» Given request
In the baseball memoir, explain why the lucky catch at Little League tryouts cost the narrator playing time that summer.
## START Reading passage
Having a Catch

Though I live in Los Angeles, my wife and I rarely venture into Beverly Hills, but sometimes we go to marvel at the busloads of foreign women who swarm certain chic upscale stores on Rodeo Drive like Gucci, Cartier’s, Louis Vuitton, Armani, Fendi, or Chanel. I have very little to look at in these posh palaces of luxury and thankfully my wife, who is a weaver, prefers to make her own clothing. But she does like Coach bags, and there happens to be a Coach store on Rodeo. What surprised me when we looked at their window display was a baseball theme, with two-color bats and some multi-colored leather baseball gloves (orange/white, squash/fawn, navy/turquoise). Inside, in the back of the store, is a small men’s department. And sure enough, there were baseball beanbag paperweights, baseball glove leather wallets, card holders and satchels, and, yes, smooth leather ready-to-play gloves that felt good and brought back a flood of childhood memories when I slid my hand into one. Good God, I thought, this was my Proustian madeleine. Just as Proust had a small shell shaped French tea cake that unlocked his remembrances of things past, I felt the same reaction with that glove.

I remembered Little League tryouts when I was eleven years old. My Dad had bought me a glove and I liked to pound the pocket with my fist. I was a skinny kid, not very tall or strong, and I belonged in the minor leagues. The tryouts were meant to determine what boys would play in the “Majors,” while the rest would go to the “Minors.” One of the coaches hit a fly ball to me and I chased it down in the outfield and somehow, miraculously, caught it. I knew it was a lucky catch, but it ruined my chances to play much that summer because it put me in the Majors, along with boys two and three years older than me. Most of my friends played positions and got to bat in the Minors, as I sat on the bench, waiting to be tapped to pinch run or to play the last inning of a losing game. But the memory that I hold most dear is of that special catch during tryouts. The long run on the outfield grass, the hardball arcing over my head, my outstretched left arm, the ball landing in the deep pocket with a thwunk! and the look on everyone’s face when it didn’t drop out of my glove. It’s a moment that has stood the test of time, brought back to me in this Coach store in Beverly Hills fifty years later.

Baseball 032As my wife browsed bags, I pounded the stunning navy/turquoise leather glove and remembered our junior varsity team in high school when I was thirteen. I was playing second base and convinced my Dad that I needed a new infielder’s mitt. We went to a sporting goods store and I found a nice golden Spalding glove with the name Sam Esposito scrawled in the pocket. Esposito was a utility infielder for the Chicago White Sox from 1952-63. He had a lifetime batting average of .207 and hit just eight home runs in ten years, so he wasn’t a major league ballplayer for his bat. His fielding percentage was .957. Esposito was a glove man.
## END Reading passage
## START Excerpted data
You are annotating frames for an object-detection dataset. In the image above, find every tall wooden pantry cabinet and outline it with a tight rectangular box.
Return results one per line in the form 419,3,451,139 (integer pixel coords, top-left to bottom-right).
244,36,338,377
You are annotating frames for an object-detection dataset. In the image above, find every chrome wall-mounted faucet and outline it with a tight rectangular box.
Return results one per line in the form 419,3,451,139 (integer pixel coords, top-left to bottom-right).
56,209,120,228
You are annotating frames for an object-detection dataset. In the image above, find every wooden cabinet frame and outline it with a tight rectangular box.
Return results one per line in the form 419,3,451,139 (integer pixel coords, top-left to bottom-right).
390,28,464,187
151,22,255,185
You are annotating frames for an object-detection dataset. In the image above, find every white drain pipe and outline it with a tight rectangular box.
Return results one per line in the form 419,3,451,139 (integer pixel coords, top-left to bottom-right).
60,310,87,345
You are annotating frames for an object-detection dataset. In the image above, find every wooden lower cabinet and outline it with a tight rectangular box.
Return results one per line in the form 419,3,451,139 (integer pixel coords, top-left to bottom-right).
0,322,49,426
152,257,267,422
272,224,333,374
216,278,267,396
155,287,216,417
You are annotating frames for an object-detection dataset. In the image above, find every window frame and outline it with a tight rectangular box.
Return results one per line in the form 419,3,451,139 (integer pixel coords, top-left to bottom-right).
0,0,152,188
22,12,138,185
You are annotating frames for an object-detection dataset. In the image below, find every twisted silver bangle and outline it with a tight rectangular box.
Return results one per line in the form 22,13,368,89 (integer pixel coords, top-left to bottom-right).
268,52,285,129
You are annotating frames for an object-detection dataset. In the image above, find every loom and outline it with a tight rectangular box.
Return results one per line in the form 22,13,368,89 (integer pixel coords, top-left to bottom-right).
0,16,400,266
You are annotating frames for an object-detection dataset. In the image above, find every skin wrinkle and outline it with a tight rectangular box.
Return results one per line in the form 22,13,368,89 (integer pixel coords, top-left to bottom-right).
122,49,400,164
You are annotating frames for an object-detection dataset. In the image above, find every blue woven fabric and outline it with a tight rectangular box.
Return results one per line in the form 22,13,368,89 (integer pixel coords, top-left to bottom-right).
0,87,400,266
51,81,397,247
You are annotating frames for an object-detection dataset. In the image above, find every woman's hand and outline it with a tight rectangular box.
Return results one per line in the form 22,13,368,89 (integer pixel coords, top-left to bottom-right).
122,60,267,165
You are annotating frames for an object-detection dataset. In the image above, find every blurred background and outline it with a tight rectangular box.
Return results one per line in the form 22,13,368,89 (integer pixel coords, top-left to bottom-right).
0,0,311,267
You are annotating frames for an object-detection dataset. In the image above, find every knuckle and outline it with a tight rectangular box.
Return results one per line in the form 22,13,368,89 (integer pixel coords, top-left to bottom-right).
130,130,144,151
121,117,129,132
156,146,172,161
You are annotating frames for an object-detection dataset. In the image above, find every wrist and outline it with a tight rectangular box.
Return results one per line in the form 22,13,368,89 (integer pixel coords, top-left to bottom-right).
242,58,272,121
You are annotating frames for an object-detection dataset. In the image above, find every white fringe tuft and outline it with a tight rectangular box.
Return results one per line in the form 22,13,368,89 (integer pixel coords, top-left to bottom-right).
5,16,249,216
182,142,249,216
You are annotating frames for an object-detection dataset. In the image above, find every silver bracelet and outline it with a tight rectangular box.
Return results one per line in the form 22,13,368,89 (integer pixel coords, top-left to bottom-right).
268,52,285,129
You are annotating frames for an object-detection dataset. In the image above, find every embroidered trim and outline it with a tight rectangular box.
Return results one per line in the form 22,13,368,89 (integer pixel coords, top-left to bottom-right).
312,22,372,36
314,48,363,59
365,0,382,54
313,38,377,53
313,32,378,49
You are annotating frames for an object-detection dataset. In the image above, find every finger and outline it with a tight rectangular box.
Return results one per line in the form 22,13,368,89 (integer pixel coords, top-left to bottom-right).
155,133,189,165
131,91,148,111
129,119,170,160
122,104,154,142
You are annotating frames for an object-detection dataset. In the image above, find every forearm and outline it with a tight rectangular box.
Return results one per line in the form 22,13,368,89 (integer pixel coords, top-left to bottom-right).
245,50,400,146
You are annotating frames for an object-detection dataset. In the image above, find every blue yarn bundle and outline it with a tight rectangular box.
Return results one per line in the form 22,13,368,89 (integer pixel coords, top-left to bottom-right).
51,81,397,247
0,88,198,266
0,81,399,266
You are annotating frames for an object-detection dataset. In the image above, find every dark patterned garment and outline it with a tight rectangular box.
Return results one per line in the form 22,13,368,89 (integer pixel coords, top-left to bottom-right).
## END Excerpted data
» Solution to the exercise
The catch put him in the Majors with boys two and three years older than him. He mostly sat on the bench there, waiting to pinch run or to play the last inning of a losing game. Most of his friends went to the Minors, where they played positions and got to bat.